- **Task requirements**: Go on with the Thai massage course notes from the point where they stop.

- **Text provided**:
□ □ □ □ □

The other thing is that by using body weight it assure s that a s a therapist I  will not burn out. I have very strong hands and fingers and I have used them on many people before in massage and they have all told me that I have a great " pressure". Now this is great for other  therapies and body work and for specific injuries but now I know for sure it is not Thai massage. But, although it is great in other massage routines it can be really tiresome on the therapist. Even myself, I have found that with strong digits, hands, wrists and forearms, a light touch and constant arm/ wrist pressure it wears me out! So, now I realise that Thai massage does not require that it will instantly allow me to become better, massage more often and have a better shelf life as a therapist!

 

Module 2:

 

Thai "yoga" massage is the same as "Thai" massage well this was great to learn today!

 

Traditional massage can be adapted to our own way of massaging. This is how I understand this concept. I mean, everyone is different. Some are tall, others small, stiff, flexible, unwell, diseased, injured, old, young and all people have different bodies and ailments. Thai massage and yoga as a healing therapy allow the practitioner to help the body and mind heal through using touch and stretching techniques. So as I understand it “ traditional “ massage needs to be accepted and known and learned by the practitioner but it also needs to be adapted to suit the individual massage client. Everyone is different and their ailments are different to everyone else. Becoming more experienced and skilled with traditional methods, skills and education in mind and using it to benefit the person that you have is the ability and judgement of the practitioner. This is a huge responsibility.

□ □ □ □ □

- **Extracted information**:
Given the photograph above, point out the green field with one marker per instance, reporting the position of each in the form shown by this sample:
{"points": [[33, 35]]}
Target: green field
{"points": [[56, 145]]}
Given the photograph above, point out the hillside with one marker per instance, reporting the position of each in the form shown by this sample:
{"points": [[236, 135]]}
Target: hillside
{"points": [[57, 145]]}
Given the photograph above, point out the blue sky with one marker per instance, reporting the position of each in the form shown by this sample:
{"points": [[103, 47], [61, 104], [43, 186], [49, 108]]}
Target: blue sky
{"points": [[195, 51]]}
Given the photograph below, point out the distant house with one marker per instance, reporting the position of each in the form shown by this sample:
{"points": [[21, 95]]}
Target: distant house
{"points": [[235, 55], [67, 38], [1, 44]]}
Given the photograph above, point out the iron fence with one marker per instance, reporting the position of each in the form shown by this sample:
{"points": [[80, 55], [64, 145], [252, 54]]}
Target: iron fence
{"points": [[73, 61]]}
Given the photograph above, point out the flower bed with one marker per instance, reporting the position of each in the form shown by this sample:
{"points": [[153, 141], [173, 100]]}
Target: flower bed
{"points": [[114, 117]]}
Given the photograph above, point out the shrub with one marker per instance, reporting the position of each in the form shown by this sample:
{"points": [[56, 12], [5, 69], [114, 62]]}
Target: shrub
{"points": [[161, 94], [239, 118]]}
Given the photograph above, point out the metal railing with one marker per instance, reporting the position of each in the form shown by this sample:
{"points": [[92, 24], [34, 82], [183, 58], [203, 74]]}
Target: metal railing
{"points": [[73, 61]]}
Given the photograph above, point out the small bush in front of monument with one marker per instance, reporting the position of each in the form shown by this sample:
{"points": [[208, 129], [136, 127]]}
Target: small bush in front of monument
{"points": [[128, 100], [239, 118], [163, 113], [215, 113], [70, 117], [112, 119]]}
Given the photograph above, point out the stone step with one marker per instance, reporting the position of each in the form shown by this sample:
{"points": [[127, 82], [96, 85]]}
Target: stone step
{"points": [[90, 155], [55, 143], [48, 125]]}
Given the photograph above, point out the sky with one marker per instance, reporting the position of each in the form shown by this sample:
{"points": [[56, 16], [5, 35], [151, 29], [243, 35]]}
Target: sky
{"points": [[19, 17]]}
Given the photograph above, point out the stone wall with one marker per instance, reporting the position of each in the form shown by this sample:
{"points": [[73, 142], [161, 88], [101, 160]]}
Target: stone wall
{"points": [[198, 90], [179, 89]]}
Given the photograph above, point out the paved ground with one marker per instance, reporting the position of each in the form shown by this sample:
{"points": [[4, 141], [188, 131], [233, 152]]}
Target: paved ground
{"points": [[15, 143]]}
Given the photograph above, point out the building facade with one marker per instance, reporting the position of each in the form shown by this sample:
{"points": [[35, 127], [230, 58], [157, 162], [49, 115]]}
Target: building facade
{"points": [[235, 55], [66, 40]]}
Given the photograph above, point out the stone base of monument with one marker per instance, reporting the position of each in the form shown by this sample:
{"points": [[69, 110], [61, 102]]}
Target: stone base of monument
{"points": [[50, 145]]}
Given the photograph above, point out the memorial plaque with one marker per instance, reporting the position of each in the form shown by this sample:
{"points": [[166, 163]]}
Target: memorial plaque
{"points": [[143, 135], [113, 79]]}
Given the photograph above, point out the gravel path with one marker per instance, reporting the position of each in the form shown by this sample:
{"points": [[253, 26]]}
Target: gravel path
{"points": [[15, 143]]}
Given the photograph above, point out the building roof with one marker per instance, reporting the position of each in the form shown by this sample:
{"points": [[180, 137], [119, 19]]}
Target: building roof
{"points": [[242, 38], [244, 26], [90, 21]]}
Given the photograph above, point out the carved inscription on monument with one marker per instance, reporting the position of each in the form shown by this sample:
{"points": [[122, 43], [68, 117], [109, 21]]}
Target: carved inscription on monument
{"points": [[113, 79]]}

□ □ □ □ □

- **Answer box**:
 

Ergonomics: Today my massage, though on the floor and with a solid but soft padding underneath the client was tricky. His shoes had been left to the rear of his toes and when I tried to do a knee flex I realised that my body positioning was now altered by the shoes being in the place that they were. Simply put the shoes were in the way! Yes, they were out of the clients way but they were not out of my way fully. The next time, in a day or two when I massage I am going to make sure that  I will have at least my leg length of space away from the clients body free so I can shift my body either way and for the correct alignment of my body which in turn will properly help my client.

The  Chi Gong technique thought me to separate my knees. Today and the first day, I habit of having my knees touching. I realise now by opening my knees the clients hips seem more open immediately and when the rocking motion begins it allows the hips a greater range of inner and outer rotation which  can only open the hips more. Come to think the knees and the thigh bone from the tibia and fibula have more room to shake and elongate from each other and through the knee. This has to be good for the inner and outer knee also as it allows the knees ultimately become more flexible and thus able to withstand more twisting and turning when the client eventually runs/ twists/ turns if they participate in athletic activity. Also, I notice that by lifting my hands and opening my knees will allow the client have more horizontal weight on their buttocks which allows their own body weight to massage their buttocks against the ground. This too opens the hips, distresses the lower back and remove massive tension from the gluteus maximus which are the biggest muscles in the lower  limbs! What a change. And now and aha moment, I get it, after re watching the video again after the massage I`ll do it even better again because its my hips that ought to move and NOT my hands and arms. Great!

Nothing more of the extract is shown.